### TEXT PROVIDED
++++

Bakke to the Future

Michael Kinsley begins his Slate article, “Bakke to the Drawing Board,” on a promising note. The Bakke opinion, he writes, “never made any sense.” By outlawing outright quotas while encouraging covert ones with its allowance of taking race into account as a “factor,” it attempted to split the difference between the views that state-sponsored racial discrimination is never justified (the view of the civil rights movement until the late 1960s) and the view that it is justified if the purpose or effect is to compensate for past wrongs or promote future diversity.

“Trouble is,” Kinsley writes,

the Constitution is not supposed to split the difference. It is supposed to declare basic principles. And as a matter of principle, there is no difference between considering race as a factor and considering race as a quota.

And, the last 25 years have proven, there is even less of a difference in practice. The “factor” loophole has proved wide enough for admissions officers to design programs whose result is indistinguishable from fixed quotas.

When Kinsley turns his considerable talents from criticizing Bakke to arguing that it not be overturned, however, his arguments seem, at least to me, strained, confusing, and even opaque.

1. The complaining whites would (might) not have gotten in even if there had been no racial preferences.

Undoubtedly, Alan Bakke would have been admitted if he had been black. But that’s not the right question. The right question is whether, as a white, he would have been admitted to medical school if all those places weren’t reserved for blacks.

The same question arises in the current case, Grutter v. Bollinger….

No, that is precisely the wrong question. The right question, as the court must recognize, is whether using race to admit some applicants and reject others violates the Constitution and/or civil rights laws. If there had been no preferences and Bakke and Grutter had not been accepted, they would not be able to argue that race kept them out. But so what? If my dog were a bird she could fly.

++++

### DATA SUPPLIED
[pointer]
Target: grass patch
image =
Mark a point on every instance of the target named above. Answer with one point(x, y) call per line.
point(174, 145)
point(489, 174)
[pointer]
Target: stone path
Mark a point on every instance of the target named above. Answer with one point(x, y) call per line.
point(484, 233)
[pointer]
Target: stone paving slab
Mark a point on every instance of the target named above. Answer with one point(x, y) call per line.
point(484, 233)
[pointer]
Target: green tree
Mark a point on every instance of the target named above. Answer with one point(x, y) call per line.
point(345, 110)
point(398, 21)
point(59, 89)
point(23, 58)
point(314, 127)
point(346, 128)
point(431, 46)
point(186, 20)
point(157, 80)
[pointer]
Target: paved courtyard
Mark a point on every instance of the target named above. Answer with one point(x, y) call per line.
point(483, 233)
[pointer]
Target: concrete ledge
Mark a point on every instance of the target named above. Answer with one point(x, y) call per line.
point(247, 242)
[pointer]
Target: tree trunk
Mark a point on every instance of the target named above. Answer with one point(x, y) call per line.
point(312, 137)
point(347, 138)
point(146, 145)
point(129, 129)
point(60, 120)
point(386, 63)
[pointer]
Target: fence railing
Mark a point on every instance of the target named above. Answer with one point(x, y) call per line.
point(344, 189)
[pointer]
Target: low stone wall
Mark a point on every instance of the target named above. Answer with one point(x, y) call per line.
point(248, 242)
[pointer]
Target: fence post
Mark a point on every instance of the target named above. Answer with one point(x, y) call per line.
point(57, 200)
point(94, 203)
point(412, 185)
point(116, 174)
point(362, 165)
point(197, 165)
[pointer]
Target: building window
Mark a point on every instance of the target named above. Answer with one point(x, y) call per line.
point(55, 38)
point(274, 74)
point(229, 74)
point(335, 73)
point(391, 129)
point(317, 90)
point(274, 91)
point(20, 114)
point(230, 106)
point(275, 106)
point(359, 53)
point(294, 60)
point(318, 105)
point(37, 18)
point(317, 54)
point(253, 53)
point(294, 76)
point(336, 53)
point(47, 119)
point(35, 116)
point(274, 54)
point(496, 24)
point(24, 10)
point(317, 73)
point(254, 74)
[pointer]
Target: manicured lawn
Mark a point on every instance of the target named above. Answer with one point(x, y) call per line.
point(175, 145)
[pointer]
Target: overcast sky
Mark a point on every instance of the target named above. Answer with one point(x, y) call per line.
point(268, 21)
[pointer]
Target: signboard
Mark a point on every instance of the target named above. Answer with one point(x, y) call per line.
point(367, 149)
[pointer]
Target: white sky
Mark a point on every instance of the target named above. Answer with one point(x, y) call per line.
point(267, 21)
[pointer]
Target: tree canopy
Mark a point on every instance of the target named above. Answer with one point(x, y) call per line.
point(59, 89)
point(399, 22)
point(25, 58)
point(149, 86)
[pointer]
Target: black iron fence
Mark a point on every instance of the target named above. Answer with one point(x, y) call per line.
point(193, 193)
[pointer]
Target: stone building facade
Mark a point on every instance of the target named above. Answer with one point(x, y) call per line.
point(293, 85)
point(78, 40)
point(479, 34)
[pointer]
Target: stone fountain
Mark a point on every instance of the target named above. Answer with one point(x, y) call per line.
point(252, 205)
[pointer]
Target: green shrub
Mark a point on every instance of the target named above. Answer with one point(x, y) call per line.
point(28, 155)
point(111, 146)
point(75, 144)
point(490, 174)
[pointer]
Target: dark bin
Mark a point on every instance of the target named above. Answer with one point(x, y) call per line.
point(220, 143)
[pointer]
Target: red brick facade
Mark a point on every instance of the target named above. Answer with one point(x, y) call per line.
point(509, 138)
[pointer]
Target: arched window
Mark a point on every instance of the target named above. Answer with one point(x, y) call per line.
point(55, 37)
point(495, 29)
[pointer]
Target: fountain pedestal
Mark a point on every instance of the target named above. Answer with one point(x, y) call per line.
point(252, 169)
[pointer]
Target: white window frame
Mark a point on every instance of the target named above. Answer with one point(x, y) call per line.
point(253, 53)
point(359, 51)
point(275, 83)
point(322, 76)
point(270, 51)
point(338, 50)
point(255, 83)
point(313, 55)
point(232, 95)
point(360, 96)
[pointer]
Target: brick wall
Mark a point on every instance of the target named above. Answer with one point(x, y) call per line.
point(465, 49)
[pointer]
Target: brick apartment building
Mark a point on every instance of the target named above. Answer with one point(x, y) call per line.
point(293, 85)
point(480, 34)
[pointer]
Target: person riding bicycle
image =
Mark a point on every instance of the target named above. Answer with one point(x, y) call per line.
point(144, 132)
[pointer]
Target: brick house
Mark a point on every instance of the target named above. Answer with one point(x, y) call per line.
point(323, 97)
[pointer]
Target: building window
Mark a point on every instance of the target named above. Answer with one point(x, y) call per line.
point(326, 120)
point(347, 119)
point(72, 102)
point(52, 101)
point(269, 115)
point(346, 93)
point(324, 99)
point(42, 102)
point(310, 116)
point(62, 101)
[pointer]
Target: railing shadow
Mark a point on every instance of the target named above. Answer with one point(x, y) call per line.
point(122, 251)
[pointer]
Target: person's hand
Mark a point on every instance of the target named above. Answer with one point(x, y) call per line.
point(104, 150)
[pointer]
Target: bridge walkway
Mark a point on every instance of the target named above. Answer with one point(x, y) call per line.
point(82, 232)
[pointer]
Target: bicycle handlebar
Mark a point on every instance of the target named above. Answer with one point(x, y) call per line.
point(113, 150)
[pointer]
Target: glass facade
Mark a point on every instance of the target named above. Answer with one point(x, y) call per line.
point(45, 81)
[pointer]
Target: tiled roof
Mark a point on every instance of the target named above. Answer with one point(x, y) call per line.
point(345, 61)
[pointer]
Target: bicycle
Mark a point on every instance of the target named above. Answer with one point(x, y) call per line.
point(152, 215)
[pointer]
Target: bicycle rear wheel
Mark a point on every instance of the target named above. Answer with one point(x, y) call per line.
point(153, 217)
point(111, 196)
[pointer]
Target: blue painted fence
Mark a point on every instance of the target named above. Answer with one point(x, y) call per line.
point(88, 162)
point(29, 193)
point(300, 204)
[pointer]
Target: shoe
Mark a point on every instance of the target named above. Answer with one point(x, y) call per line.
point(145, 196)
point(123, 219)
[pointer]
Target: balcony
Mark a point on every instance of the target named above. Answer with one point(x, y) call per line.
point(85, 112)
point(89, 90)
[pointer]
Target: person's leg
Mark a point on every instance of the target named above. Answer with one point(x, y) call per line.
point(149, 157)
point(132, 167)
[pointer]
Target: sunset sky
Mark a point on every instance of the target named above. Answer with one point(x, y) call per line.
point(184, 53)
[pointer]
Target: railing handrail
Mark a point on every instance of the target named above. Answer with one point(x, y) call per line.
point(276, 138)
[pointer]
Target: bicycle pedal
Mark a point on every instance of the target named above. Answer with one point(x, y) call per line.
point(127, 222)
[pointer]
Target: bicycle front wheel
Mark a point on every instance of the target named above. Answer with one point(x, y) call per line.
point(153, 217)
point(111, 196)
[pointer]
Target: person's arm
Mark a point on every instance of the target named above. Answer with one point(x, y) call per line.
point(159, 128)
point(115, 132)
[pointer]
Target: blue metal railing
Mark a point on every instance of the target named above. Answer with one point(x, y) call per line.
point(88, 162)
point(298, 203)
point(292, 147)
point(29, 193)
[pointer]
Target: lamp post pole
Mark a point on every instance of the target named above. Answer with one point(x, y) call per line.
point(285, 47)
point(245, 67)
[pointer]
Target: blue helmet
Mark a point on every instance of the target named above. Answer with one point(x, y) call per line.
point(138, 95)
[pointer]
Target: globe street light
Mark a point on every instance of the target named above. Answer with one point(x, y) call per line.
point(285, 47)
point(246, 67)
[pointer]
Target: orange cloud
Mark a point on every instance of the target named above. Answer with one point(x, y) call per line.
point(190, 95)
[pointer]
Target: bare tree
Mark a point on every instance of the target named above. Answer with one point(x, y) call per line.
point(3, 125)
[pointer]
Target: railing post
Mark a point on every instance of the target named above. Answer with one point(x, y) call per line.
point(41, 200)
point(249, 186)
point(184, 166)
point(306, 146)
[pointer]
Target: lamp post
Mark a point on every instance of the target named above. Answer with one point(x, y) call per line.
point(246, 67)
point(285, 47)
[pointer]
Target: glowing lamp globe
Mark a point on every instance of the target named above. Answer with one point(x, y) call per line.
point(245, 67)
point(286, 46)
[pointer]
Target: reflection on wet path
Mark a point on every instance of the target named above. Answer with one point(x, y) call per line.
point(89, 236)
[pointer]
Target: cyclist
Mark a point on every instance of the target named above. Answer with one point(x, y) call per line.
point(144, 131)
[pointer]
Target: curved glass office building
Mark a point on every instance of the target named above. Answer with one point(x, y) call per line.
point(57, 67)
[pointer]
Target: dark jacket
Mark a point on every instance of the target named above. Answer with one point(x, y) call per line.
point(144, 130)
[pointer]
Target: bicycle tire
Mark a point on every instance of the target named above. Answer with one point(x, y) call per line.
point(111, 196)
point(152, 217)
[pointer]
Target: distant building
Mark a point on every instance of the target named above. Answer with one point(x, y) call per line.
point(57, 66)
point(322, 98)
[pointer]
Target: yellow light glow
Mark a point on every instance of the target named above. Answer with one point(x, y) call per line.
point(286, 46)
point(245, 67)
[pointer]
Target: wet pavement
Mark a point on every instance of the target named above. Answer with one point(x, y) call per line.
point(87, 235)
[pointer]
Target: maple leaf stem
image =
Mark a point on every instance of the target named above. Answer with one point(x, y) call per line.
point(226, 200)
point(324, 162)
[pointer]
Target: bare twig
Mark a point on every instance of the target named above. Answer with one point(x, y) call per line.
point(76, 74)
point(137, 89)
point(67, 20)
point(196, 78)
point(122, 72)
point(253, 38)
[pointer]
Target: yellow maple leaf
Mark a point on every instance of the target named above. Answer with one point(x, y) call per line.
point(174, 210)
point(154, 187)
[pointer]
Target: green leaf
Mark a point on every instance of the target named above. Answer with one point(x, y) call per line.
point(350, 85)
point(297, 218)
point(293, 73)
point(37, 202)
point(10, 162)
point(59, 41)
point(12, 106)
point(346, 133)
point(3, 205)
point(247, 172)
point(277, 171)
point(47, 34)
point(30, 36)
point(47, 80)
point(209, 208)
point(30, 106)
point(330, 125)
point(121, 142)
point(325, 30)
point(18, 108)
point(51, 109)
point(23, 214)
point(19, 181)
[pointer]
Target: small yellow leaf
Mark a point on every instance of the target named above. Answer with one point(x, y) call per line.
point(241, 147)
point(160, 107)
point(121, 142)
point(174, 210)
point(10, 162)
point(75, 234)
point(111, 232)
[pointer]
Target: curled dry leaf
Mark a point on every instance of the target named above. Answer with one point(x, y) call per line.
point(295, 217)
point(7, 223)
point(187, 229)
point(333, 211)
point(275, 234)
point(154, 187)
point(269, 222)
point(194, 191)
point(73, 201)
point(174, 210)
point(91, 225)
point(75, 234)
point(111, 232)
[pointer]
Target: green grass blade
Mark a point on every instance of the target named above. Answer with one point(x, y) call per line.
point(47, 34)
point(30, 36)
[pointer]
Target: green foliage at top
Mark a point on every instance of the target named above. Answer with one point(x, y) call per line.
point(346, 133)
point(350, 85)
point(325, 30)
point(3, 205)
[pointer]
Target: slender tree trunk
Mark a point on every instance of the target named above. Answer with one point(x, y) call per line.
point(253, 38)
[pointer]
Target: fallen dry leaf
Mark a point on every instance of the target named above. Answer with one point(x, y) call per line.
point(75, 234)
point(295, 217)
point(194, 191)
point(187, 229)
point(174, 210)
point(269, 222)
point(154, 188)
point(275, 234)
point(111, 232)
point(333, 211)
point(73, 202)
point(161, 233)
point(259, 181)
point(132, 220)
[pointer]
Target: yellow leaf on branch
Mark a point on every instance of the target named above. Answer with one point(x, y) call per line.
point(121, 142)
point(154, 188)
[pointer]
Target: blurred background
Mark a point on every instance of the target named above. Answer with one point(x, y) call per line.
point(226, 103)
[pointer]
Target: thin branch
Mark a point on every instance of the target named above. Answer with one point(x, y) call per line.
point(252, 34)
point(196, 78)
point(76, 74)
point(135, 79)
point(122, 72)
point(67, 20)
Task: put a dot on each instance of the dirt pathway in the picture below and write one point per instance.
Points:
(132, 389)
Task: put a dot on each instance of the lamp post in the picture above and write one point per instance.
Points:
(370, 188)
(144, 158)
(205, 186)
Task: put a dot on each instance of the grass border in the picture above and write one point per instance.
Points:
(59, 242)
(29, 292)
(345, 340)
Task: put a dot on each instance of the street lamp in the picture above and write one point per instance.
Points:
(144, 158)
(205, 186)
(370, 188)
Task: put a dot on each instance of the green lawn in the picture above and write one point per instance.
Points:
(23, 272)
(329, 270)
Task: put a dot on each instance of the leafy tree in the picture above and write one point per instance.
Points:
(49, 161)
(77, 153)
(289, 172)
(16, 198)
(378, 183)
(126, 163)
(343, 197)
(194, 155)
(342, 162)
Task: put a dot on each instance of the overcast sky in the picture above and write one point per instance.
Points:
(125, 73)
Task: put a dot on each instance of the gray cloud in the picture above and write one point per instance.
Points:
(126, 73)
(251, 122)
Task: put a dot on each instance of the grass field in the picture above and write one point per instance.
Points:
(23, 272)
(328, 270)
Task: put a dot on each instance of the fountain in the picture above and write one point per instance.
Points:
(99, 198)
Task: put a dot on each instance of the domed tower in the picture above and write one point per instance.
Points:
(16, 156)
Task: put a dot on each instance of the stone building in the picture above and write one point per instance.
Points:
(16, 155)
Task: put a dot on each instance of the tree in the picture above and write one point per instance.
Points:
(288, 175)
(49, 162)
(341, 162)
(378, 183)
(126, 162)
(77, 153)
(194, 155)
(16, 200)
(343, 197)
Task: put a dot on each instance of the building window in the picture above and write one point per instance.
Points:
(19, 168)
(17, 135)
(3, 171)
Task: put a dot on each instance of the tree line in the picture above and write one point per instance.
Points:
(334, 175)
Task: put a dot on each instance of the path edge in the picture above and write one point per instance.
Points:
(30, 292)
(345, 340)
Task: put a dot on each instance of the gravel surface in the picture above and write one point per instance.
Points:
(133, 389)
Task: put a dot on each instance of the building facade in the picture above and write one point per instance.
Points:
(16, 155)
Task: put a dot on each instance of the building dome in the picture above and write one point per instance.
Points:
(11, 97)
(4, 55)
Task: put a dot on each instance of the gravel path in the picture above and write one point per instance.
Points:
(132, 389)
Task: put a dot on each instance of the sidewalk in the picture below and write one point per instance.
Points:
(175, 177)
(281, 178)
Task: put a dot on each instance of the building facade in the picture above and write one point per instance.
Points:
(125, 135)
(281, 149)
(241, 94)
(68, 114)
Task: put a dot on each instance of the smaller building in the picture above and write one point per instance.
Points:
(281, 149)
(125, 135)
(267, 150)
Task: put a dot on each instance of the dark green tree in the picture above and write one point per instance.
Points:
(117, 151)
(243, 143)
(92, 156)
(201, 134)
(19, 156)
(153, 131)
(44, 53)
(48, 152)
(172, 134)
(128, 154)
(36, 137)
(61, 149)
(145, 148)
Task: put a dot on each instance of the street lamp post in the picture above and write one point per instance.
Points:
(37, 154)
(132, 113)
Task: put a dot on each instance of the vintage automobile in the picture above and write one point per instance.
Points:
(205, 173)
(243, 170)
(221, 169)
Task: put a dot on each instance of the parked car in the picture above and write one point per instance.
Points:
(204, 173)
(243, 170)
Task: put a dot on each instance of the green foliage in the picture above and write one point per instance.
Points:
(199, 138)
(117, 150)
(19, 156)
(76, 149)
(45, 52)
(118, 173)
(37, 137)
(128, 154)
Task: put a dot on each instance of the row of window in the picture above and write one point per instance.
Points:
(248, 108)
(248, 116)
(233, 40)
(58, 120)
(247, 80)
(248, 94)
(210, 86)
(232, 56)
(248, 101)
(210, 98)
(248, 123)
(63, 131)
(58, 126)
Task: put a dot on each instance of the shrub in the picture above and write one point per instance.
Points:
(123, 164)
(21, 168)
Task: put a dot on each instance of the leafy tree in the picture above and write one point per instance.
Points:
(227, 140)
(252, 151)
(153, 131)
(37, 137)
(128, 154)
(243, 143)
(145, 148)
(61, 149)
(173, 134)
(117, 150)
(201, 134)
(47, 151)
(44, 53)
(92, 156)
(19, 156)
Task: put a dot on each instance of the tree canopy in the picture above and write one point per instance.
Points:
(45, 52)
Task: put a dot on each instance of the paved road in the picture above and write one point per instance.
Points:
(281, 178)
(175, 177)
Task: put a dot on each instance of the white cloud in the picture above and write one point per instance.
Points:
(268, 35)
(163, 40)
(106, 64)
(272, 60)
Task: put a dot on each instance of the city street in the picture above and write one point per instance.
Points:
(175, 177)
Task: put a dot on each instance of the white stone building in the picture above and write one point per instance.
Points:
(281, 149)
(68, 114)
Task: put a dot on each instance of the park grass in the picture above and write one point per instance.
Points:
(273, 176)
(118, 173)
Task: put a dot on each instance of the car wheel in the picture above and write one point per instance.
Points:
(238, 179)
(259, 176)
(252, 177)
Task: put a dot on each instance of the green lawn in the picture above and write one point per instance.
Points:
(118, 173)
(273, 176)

++++

### EXERCISE DESCRIPTION
Extend the essay on the Bakke decision, starting right after its final sentence. The material comes from a different source than the essay on the Bakke decision.

### TASK OUTPUT
Both sides can play this what-if game. What if, back in the bad old days before racial discrimination had been (temporarily?) discredited, the universities of Alabama, Mississippi, Texas, et. al. had been clever enough to make Kinsley’s (and Michigan’s) argument that most, or at least many, black students were so unprepared that “the likelihood” that most black applicants would have been admitted even in the absence of racial discrimination is, as Kinsley argues here, “very small.” Perhaps Kinsley would have stood in the schoolhouse door with Gov. Wallace, as he is doing now with Michigan administrators, but I doubt it.

2. “[W]e should also consider the effect on Grutter’s chances if she found herself competing against blacks and other minorities who had experienced the same variety of advantages and disadvantages as the white candidates in the applicant pool.”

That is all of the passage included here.